### Problem description
Word for word, repeat the lines of the records from the one containing "Each instance gets a single point. Label the wooden desk" through the last line, both included.

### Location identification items
______
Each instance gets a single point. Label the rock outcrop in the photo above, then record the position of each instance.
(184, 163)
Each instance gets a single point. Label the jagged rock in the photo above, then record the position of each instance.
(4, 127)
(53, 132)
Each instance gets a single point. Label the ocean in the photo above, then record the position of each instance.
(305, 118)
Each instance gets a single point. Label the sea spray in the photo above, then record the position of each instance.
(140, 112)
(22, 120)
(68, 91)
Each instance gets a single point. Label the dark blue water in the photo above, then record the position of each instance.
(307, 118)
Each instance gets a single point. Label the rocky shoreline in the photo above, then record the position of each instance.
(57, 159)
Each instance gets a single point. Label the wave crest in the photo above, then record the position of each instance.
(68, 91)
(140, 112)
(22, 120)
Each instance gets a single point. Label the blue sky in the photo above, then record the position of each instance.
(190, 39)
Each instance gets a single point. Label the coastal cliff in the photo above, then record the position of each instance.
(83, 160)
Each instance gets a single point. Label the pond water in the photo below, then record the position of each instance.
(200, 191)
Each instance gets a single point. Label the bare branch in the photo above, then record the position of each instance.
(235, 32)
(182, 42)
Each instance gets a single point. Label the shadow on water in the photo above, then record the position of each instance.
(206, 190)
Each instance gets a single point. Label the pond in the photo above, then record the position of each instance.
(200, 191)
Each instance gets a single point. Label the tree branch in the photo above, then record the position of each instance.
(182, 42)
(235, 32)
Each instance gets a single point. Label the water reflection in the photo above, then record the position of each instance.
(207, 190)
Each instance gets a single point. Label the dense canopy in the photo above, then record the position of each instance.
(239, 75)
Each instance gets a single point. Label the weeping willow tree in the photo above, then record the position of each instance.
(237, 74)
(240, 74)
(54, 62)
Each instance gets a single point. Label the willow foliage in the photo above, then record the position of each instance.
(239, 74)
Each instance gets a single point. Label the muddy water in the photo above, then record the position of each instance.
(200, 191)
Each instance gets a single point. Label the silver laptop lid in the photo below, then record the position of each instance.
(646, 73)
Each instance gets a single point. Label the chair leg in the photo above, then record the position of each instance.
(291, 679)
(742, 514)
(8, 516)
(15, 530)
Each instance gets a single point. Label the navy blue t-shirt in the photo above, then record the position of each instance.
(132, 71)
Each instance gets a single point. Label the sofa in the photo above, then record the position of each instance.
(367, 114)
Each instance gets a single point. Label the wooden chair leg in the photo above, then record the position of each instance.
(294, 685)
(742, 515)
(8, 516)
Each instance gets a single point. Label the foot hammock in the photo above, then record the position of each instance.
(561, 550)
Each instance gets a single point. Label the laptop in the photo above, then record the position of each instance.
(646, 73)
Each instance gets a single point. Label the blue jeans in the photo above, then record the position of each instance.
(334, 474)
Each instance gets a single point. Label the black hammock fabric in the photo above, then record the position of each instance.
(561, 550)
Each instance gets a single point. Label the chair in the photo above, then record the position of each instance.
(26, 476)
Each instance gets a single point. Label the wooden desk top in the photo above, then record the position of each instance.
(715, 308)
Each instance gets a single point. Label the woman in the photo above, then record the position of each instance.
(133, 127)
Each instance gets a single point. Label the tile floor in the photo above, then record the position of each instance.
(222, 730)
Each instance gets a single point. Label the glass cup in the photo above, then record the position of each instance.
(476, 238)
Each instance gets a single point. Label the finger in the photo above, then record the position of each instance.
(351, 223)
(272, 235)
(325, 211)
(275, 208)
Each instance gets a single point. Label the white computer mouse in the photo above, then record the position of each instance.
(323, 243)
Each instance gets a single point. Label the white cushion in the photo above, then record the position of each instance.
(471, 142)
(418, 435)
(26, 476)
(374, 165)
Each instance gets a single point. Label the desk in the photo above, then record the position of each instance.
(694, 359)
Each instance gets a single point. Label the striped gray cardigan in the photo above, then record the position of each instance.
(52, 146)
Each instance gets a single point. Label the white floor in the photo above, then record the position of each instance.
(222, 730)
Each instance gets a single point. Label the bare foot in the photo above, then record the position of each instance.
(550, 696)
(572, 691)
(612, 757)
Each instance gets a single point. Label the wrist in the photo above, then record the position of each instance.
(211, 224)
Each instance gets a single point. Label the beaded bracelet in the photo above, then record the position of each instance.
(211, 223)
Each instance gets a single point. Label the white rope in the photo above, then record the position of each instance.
______
### Reply
Each instance gets a single point. Label the wooden desk top in the photo above, then record the position of each instance.
(715, 308)
Each instance gets a single point. Label the woman in the photo above, then record the position of each instance.
(133, 127)
Each instance gets a single point. Label the tile floor in the photo above, then record the position of each instance.
(222, 730)
Each instance gets a single point. Label the glass cup in the photo above, then record the position of each instance.
(476, 238)
Each instance gets a single point. Label the finger in the photo above, then record the position of each instance.
(351, 223)
(272, 235)
(325, 211)
(275, 208)
Each instance gets a single point. Label the white computer mouse in the photo above, then record the position of each instance.
(323, 243)
Each instance gets a single point. Label the white cushion in the photo above, then record the position of each instance.
(471, 142)
(418, 435)
(26, 476)
(374, 165)
Each instance gets a single point. Label the desk in the photo above, then record the position of each instance.
(694, 359)
Each instance gets a single point. Label the striped gray cardigan in the photo above, then record the position of each instance.
(52, 146)
Each instance gets a single point. Label the white floor in the photo above, then record the position of each instance.
(222, 730)
Each instance gets a single point. Label the bare foot in the photo above, then record the position of each instance.
(550, 696)
(572, 691)
(612, 757)
Each instance gets a single point. Label the wrist in the photo above, then record the position of each instance.
(211, 224)
Each instance gets a single point. Label the beaded bracelet in the photo above, then record the position of each instance.
(211, 223)
Each instance gets a single point. Label the white rope in the photo above, then record the position of each instance.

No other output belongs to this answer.